** START Supplied passage **

There have been ages that have come and gone, long, long before this present age.  Only in our moments of greatest blindness do we assume that what we call “history” is the only history that has existed.  There were worlds before ours, and there will be worlds to come.

 

These past worlds leave memories in the traditions and mythologies of the world, none more vivid or more evocative than in the traditions of India.

Dr. Nanditha Krishna, in her book, Sacred Animals of India, tells one of the stories of Varaha, the boar, who was the third incarnation of Vishnu.  Originally, the universe was entirely water, and the earth, who was the wife of Varaha, was very tiny, just the size of a human hand, lost in the water.  Brahma, God the Creator, became a black boar named Emusha, who had one hundred arms. Then Emusha rescued his wife, the earth, by lifting her with his tusks out of the water.

 

Ultimately, Vishnu and Brahma are both aspects of God, so it needn’t be confusing that they seem interchangeable, and that the earth is the wife of both.

 

In another version of the story, Hiranyaksha, a demon, wanted to control the earth, so he rolled her up in a mat and threw her into the ocean.  When she was thrown into the water, she let out such a loud cry, that it was heard all the way up in heaven, where Vishnu lives.  Hearing her cry, Vishnu became the giant boar, Varaha, in order to rescue the earth.  A battle ensued that lasted a thousand years, and finally, the victorious Varaha lifted the earth on his tusks from down in the depths of the sea, and placed her gently on top of the water, where she rests today.

** END Supplied passage **
** START Records shown **

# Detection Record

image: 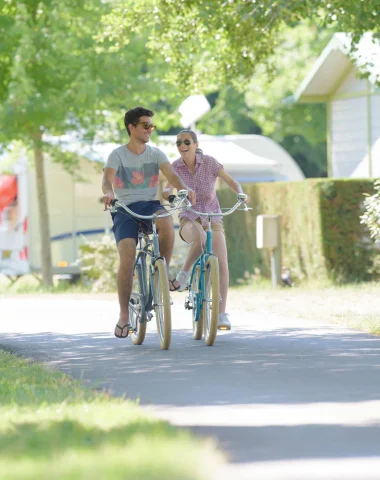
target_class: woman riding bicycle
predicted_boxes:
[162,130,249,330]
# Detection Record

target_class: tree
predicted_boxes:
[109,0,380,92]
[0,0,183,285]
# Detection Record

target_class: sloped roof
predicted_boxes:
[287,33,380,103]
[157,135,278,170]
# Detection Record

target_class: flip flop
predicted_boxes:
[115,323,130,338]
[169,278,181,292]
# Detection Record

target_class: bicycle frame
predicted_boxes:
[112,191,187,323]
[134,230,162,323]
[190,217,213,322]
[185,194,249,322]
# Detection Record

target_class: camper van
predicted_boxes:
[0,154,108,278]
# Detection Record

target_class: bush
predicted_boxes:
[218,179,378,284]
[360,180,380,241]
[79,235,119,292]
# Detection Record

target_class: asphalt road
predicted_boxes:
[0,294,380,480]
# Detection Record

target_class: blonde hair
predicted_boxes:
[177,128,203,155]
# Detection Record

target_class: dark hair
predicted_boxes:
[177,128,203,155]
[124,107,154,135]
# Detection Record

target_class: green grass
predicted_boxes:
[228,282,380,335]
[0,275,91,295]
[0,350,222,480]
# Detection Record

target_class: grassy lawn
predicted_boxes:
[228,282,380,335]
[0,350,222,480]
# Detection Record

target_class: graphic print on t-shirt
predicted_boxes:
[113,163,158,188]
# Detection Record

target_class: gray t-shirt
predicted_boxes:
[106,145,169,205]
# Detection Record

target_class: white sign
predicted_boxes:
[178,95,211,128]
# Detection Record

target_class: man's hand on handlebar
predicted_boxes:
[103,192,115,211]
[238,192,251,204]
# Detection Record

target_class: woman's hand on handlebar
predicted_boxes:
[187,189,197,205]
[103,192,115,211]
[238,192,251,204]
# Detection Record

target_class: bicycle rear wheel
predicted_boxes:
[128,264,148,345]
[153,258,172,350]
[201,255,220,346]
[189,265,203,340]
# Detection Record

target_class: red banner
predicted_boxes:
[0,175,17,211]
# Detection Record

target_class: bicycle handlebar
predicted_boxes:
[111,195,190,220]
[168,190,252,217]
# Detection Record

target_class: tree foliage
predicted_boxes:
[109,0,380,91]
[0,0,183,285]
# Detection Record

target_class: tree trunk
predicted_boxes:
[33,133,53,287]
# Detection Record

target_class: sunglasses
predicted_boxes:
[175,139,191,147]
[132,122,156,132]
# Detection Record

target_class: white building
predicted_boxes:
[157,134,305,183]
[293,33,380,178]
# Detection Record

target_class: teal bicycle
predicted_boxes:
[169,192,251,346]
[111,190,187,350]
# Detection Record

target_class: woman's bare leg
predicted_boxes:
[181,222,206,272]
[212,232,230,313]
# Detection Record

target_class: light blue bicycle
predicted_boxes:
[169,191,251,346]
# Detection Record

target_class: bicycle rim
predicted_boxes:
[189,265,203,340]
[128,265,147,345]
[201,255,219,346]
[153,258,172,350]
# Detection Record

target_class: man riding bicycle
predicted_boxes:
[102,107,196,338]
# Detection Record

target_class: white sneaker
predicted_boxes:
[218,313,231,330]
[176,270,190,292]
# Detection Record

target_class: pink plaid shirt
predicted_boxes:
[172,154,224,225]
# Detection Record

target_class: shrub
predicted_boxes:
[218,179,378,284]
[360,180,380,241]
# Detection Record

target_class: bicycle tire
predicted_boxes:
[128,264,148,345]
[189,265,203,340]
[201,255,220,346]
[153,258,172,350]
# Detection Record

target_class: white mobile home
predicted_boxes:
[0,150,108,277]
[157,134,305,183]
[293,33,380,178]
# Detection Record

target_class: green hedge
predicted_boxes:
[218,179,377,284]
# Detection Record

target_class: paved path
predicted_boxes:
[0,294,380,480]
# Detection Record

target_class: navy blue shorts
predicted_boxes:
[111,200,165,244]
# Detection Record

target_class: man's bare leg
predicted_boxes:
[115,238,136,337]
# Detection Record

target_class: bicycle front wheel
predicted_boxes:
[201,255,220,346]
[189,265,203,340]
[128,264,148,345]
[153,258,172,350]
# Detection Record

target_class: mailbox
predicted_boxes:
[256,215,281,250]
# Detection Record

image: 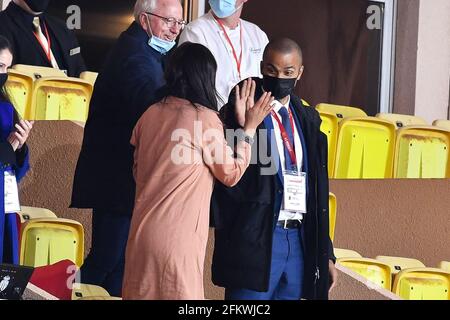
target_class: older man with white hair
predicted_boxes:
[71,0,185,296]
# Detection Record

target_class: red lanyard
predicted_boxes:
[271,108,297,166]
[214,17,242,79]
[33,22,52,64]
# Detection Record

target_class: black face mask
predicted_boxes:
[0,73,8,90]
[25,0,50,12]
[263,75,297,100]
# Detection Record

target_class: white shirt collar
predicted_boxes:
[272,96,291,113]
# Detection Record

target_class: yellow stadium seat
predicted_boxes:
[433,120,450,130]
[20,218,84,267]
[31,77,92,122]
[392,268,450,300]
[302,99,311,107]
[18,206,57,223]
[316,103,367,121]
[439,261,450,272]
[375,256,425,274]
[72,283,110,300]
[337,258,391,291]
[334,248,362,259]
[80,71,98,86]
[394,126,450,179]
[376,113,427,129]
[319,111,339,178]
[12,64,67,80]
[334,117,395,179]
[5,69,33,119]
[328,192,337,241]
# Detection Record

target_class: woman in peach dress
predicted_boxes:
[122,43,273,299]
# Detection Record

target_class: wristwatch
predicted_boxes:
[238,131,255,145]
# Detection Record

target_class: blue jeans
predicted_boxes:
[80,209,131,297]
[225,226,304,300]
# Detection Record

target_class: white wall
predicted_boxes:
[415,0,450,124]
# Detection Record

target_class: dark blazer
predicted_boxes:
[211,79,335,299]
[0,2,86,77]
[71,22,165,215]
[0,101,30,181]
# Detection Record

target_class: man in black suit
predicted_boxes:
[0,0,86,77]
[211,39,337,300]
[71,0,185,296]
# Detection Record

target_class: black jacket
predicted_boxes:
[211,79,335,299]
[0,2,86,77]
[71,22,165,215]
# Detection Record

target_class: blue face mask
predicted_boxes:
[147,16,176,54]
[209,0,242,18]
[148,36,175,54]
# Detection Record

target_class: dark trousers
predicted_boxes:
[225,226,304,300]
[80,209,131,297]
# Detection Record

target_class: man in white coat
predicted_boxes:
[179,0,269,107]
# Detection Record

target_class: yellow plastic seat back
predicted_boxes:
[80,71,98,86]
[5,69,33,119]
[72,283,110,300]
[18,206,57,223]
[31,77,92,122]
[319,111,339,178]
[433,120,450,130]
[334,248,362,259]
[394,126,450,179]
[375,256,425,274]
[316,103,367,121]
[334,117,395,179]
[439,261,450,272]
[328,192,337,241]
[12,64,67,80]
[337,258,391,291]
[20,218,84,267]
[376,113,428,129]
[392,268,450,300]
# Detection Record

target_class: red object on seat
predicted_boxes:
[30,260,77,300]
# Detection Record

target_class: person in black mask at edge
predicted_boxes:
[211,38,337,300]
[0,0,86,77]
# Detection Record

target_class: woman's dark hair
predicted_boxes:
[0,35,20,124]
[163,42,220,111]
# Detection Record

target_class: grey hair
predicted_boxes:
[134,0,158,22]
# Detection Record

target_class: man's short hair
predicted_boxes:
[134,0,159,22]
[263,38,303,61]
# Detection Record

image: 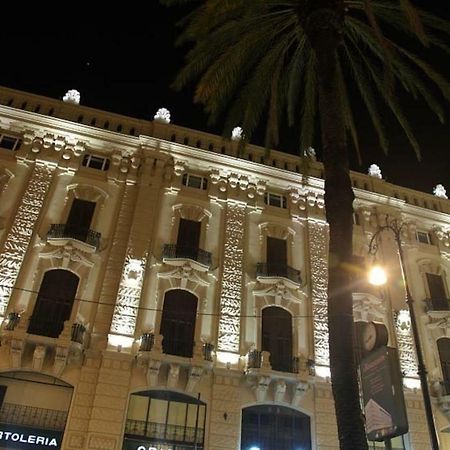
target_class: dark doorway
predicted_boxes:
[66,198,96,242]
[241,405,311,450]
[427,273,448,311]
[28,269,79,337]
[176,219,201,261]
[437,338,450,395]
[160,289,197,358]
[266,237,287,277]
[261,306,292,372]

** END Records shown **
** START Records shown **

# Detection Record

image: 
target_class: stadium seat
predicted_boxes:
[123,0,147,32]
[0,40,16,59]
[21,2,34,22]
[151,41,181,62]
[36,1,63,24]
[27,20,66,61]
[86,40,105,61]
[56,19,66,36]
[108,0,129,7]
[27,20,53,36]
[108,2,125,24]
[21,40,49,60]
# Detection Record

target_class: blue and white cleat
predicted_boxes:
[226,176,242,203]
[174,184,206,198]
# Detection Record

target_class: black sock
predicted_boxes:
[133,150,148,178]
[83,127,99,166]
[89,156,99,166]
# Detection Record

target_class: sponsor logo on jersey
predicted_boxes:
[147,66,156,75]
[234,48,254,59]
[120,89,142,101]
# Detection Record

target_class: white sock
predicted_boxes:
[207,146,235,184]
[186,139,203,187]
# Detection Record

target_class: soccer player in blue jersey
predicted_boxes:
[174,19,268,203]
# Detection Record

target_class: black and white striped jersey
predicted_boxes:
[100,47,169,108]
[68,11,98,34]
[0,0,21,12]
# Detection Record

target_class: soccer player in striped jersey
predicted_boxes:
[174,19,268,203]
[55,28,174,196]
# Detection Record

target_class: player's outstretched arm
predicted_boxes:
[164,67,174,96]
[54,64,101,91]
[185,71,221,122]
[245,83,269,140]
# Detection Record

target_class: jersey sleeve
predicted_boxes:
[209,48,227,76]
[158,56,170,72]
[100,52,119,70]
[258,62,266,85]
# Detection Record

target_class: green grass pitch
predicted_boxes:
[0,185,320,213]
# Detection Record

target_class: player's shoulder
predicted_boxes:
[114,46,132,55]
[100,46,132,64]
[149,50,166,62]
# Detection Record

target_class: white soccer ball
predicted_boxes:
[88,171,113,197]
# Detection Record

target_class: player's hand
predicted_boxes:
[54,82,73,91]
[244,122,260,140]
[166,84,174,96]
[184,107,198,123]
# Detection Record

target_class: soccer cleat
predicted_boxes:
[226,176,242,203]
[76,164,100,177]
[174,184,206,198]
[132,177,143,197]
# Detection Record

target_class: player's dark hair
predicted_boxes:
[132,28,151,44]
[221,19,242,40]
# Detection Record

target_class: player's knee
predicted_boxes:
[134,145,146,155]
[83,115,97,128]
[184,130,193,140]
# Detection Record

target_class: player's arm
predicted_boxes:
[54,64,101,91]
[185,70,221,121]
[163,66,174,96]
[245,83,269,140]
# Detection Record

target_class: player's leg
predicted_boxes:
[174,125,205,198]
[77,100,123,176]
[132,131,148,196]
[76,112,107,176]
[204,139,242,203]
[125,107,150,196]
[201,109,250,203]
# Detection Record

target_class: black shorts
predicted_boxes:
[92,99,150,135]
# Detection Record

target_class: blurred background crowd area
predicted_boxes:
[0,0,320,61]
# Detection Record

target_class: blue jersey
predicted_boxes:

** END Records shown **
** START Records shown **

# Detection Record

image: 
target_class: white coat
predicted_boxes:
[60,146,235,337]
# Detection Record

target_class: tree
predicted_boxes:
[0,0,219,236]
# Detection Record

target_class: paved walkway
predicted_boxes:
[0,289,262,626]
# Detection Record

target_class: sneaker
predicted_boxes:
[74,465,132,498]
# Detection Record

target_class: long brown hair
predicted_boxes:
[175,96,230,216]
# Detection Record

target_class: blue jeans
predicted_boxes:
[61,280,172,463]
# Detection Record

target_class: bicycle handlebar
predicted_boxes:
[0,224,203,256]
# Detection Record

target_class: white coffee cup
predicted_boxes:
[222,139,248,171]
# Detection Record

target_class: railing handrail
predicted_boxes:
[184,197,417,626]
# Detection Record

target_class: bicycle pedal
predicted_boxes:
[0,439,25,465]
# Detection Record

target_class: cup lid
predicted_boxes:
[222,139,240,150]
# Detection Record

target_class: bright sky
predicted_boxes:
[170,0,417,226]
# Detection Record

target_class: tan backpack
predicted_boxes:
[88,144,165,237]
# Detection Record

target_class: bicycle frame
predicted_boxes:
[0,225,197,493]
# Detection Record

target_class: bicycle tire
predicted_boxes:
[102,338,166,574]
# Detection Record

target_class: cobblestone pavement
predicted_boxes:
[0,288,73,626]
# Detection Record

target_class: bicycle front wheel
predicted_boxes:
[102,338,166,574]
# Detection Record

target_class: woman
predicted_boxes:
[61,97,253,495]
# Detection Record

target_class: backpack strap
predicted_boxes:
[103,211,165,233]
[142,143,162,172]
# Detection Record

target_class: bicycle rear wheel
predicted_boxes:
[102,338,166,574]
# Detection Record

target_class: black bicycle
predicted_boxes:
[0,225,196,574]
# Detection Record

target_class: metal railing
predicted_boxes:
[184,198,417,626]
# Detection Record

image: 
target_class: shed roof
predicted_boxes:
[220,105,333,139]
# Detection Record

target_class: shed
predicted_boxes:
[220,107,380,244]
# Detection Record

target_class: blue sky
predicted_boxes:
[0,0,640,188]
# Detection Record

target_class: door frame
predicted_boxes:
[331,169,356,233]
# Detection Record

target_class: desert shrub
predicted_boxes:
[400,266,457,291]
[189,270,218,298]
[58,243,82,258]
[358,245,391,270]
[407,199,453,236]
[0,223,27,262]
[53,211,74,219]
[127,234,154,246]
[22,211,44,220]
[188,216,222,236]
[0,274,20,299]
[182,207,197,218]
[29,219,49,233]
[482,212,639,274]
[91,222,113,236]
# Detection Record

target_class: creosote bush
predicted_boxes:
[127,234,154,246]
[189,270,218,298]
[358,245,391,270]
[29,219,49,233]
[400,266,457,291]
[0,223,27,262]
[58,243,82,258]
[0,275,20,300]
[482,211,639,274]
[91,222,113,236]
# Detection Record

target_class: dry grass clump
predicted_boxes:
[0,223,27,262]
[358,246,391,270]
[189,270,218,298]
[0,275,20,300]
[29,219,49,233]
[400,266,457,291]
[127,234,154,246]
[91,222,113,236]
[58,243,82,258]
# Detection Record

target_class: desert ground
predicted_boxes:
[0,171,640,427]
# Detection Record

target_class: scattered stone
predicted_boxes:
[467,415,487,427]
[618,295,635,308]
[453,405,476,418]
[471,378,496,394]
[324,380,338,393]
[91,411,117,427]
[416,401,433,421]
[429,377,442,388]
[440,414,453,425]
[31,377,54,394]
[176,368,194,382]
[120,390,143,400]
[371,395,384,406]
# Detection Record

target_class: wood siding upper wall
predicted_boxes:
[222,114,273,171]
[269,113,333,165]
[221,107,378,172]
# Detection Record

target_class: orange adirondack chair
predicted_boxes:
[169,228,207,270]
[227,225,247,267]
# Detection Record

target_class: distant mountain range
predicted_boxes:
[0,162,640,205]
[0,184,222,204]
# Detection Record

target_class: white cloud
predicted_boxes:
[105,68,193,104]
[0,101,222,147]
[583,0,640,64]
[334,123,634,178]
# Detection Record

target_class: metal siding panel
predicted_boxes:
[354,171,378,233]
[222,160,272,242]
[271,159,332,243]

** END Records shown **

Problem requirements -> According to the passage about Varaha, how long did the battle between Varaha and the demon last? The records play no part in what you are asked to do.

Written reply -> It lasted a thousand years.